*** Begin section ***

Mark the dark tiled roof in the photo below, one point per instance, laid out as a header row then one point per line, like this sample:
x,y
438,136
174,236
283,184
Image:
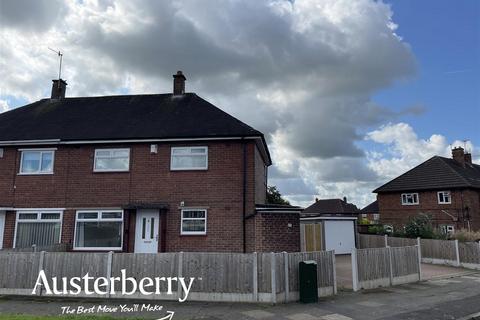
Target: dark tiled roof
x,y
331,206
434,174
156,116
371,208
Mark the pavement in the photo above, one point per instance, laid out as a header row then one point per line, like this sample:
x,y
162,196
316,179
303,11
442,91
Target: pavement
x,y
446,298
429,271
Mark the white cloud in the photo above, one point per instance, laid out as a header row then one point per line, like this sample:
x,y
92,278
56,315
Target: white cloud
x,y
4,106
402,149
302,72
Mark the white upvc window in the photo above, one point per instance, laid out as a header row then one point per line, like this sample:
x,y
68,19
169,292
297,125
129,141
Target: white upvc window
x,y
37,161
40,228
112,160
409,199
99,230
189,158
194,222
444,197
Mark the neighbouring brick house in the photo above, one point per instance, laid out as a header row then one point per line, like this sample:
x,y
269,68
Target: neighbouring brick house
x,y
137,173
446,189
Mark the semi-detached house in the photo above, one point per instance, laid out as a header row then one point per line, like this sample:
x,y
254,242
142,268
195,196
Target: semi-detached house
x,y
137,173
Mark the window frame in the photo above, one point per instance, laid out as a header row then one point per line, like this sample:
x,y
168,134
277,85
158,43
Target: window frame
x,y
443,194
37,220
404,203
188,168
95,157
193,233
99,219
39,171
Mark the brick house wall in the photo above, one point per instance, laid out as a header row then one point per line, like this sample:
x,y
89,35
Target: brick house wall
x,y
393,212
74,186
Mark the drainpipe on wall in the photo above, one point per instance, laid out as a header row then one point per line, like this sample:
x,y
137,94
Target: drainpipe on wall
x,y
244,194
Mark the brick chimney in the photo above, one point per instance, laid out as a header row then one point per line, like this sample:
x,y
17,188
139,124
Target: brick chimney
x,y
458,154
58,89
468,158
178,83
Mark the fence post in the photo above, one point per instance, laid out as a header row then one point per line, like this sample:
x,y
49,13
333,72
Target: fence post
x,y
419,250
273,276
255,276
179,273
334,271
287,283
354,270
390,264
41,264
109,271
457,253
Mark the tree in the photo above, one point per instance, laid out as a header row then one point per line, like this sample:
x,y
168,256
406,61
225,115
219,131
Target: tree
x,y
274,196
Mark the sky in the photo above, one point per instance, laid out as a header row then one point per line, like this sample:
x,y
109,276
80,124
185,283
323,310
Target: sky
x,y
349,93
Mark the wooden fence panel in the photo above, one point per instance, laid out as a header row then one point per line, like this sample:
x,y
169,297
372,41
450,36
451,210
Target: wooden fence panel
x,y
63,264
469,252
405,266
401,242
373,264
438,249
18,270
141,265
220,272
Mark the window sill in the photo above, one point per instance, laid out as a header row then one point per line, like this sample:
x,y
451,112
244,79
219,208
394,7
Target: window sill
x,y
36,174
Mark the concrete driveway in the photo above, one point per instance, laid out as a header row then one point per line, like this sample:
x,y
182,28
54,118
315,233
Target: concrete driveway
x,y
429,271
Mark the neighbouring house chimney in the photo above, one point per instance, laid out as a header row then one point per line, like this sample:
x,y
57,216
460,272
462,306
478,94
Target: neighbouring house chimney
x,y
458,154
178,83
468,158
58,89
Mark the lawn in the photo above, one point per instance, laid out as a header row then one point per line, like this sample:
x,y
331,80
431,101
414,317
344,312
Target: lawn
x,y
25,317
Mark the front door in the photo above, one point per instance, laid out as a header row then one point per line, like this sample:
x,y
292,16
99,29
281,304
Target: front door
x,y
146,231
2,227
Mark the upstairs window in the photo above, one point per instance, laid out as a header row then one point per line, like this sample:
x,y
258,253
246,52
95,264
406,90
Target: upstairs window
x,y
36,161
194,222
189,158
112,160
409,199
444,197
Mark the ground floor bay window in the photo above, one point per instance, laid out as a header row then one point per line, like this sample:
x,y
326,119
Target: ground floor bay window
x,y
40,228
99,230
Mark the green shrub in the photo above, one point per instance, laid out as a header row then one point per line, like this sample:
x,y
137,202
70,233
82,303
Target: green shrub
x,y
463,235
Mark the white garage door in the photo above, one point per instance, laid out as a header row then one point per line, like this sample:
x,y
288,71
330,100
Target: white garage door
x,y
340,236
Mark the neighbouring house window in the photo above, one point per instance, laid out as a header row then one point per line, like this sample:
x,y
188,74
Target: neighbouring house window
x,y
99,230
409,199
37,228
194,221
111,160
37,161
448,229
444,197
189,158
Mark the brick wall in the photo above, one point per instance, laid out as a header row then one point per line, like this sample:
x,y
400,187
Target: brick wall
x,y
74,186
272,233
393,212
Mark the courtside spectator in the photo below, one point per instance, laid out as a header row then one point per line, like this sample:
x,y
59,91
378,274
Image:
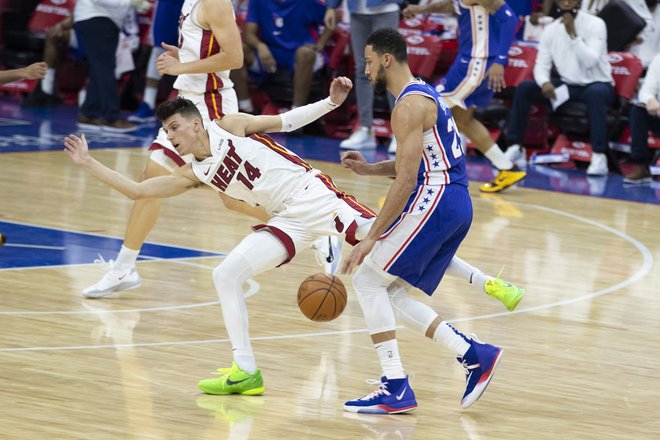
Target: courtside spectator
x,y
97,24
366,17
576,44
642,119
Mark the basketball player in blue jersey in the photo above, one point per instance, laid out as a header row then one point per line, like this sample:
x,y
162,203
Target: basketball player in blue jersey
x,y
486,30
426,215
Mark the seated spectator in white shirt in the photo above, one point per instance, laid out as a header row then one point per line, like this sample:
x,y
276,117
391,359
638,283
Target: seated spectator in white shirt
x,y
643,119
576,44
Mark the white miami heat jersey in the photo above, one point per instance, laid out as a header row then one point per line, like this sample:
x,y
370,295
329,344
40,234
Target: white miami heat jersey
x,y
197,43
254,169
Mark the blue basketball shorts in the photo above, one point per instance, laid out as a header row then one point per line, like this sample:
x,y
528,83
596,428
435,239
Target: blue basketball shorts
x,y
421,242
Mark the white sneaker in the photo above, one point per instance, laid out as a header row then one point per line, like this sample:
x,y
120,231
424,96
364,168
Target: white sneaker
x,y
114,281
392,147
362,139
517,155
328,252
598,165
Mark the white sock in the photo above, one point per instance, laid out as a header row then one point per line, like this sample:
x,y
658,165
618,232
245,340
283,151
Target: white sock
x,y
498,159
245,360
48,83
390,360
150,94
245,105
452,338
462,269
126,258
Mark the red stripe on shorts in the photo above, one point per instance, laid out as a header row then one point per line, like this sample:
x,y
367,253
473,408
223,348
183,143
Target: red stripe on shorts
x,y
349,199
281,236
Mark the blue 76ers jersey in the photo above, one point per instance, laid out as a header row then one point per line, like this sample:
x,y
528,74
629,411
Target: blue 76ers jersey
x,y
477,30
442,156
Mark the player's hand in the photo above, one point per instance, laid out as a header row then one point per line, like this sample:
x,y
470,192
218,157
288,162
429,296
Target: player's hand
x,y
339,88
569,24
330,19
77,148
357,255
266,57
653,107
168,62
548,90
356,162
496,77
412,10
35,71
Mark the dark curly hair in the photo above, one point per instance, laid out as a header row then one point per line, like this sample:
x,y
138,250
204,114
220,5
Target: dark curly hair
x,y
388,40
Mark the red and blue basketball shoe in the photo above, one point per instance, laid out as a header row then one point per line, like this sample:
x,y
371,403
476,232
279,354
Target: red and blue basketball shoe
x,y
393,396
479,363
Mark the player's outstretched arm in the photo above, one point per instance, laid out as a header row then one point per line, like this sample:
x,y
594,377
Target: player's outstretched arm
x,y
162,186
407,124
33,71
244,125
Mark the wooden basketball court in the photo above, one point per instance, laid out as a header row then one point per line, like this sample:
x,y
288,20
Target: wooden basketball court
x,y
581,351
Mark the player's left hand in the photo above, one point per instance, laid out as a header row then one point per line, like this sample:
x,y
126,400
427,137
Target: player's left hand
x,y
496,77
569,24
35,71
357,255
168,62
77,148
339,89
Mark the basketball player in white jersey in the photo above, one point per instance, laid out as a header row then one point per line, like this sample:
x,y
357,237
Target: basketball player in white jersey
x,y
303,204
209,47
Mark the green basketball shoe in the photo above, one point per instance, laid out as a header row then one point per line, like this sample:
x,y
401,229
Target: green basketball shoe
x,y
507,293
233,381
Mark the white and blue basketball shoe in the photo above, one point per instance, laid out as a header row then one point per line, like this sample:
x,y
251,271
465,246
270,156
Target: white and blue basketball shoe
x,y
393,396
479,362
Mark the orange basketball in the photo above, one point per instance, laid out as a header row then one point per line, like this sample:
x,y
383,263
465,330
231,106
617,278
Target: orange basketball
x,y
322,297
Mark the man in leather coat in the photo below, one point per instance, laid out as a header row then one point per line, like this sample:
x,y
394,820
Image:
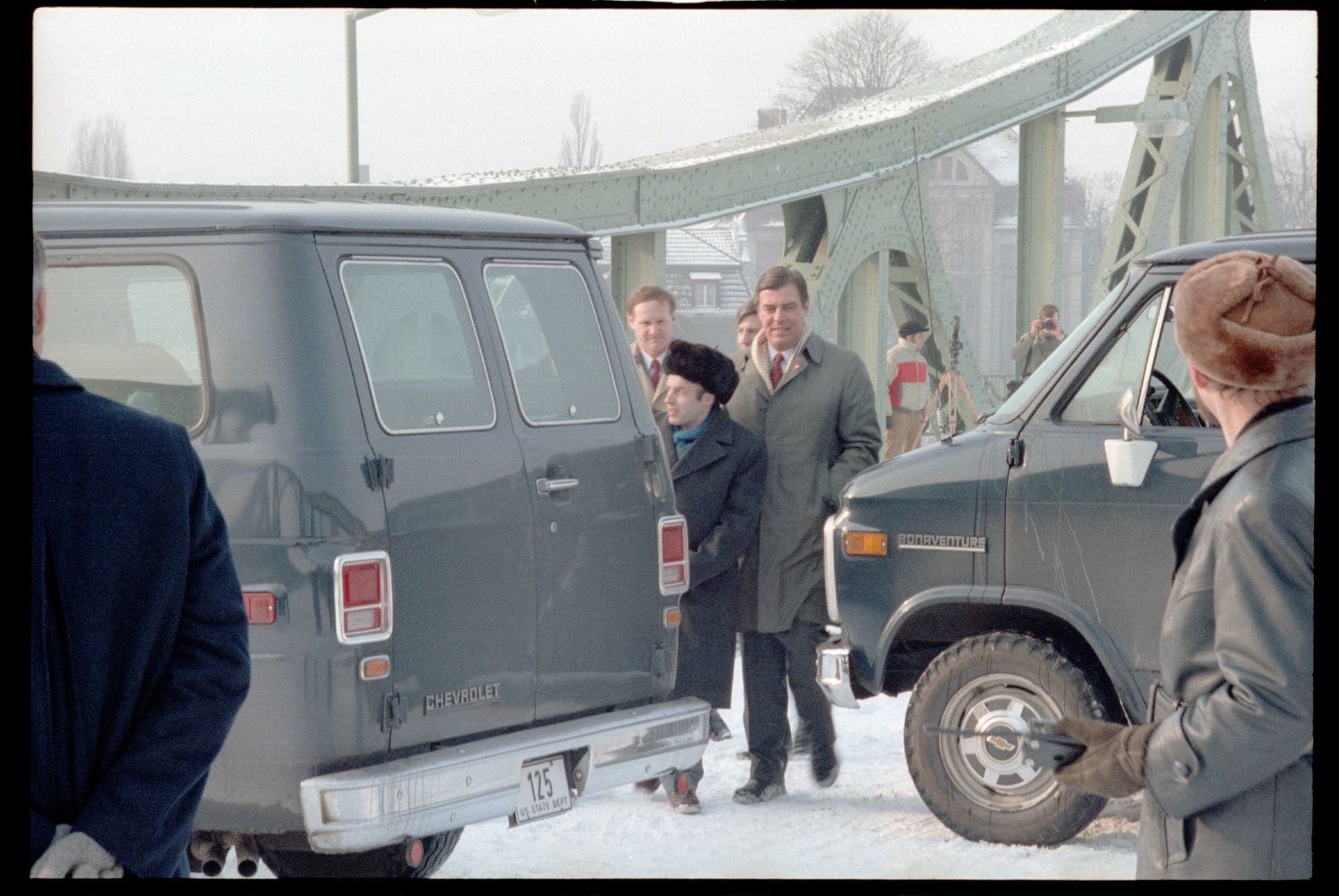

*** End section ***

**Task details**
Copy the lines above that hold the word "below".

**Final answer**
Mark the dark tiled roof in the photo below, one point per instance, laid out as a header row then one point per line, like this sample:
Mark the courtside spectator in the photo below, one point per instance, laid out as a header row then one point per line, like this sample:
Mark the man in leather coat in the photo below, one point per instance, laid out as a header row then one point per line, like this sample:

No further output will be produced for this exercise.